#### Directive
Set out the material below as a numbered list, one line per item, and drop any blank lines.

#### Data supplied
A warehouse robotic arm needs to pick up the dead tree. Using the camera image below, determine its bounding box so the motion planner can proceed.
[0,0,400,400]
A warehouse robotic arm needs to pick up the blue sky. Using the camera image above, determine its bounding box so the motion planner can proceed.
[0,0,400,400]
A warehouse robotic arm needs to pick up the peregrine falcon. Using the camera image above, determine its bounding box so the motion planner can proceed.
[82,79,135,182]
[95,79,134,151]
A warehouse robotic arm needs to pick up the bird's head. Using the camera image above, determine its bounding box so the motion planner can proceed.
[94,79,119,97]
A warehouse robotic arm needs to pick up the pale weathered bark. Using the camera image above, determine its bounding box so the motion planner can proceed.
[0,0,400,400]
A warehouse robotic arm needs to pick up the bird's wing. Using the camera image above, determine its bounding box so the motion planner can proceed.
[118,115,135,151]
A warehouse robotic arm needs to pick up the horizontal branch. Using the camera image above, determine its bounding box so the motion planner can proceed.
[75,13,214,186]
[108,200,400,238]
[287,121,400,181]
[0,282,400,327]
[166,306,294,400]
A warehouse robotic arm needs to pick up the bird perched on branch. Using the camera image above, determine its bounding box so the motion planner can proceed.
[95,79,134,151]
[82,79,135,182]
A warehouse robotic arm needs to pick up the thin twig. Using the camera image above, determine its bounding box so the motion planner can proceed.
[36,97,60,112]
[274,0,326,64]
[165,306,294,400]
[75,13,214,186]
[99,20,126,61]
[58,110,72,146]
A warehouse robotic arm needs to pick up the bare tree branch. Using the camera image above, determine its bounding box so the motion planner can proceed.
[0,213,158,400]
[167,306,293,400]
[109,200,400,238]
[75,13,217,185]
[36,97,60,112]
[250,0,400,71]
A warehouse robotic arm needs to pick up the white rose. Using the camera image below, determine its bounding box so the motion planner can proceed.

#### Solved problem
1. A warehouse robotic arm needs to pick up the dead tree. Using the camera image below, determine its bounding box so the motion planner can proceed.
2. [0,0,400,400]
3. A warehouse robotic arm needs to pick up the blue sky. Using the camera image above, determine its bounding box so the motion planner can proceed.
4. [0,0,400,400]
5. A warehouse robotic arm needs to pick up the peregrine falcon. Using the camera image above, determine its bounding box so the motion planner can proceed.
6. [82,79,135,182]
7. [95,79,134,151]
8. A warehouse robotic arm needs to pick up the bird's head. Using the camera image above, determine its bounding box so the motion planner can proceed.
9. [94,79,119,97]
10. A warehouse robotic arm needs to pick up the pale weathered bark. Using the camera image above, determine its bounding box so the motion planner can proceed.
11. [0,0,400,400]
12. A warehouse robotic arm needs to pick up the bird's wing. Using the camera image above, determine its bounding box so the motion planner can proceed.
13. [118,115,135,151]
14. A warehouse robotic arm needs to pick up the horizontal branch. Using the camera image above, determine its bounding box so the motion planner can proceed.
15. [75,13,214,186]
16. [108,200,400,238]
17. [287,121,400,181]
18. [0,282,400,327]
19. [166,306,294,400]
20. A warehouse robotic arm needs to pick up the bird perched on branch. Using the camera image above, determine its bounding box so the motion planner can proceed.
21. [95,79,134,151]
22. [82,79,135,182]
23. A warehouse robotic arm needs to pick up the thin twig. Using the camera image above, determine its bounding box so the motion planner can proceed.
24. [36,97,60,112]
25. [274,0,326,64]
26. [165,306,294,400]
27. [75,13,214,186]
28. [99,20,126,61]
29. [58,110,72,146]
30. A warehouse robotic arm needs to pick up the bare tree branch. Using the camera image above, determine its bounding box so the motion planner can proceed.
31. [0,213,158,400]
32. [167,306,293,400]
33. [109,200,400,238]
34. [75,13,217,185]
35. [36,97,60,112]
36. [250,0,400,71]
37. A warehouse robotic arm needs to pick up the white rose. Using the camera image below, determine its bounding box so the motion planner can proceed.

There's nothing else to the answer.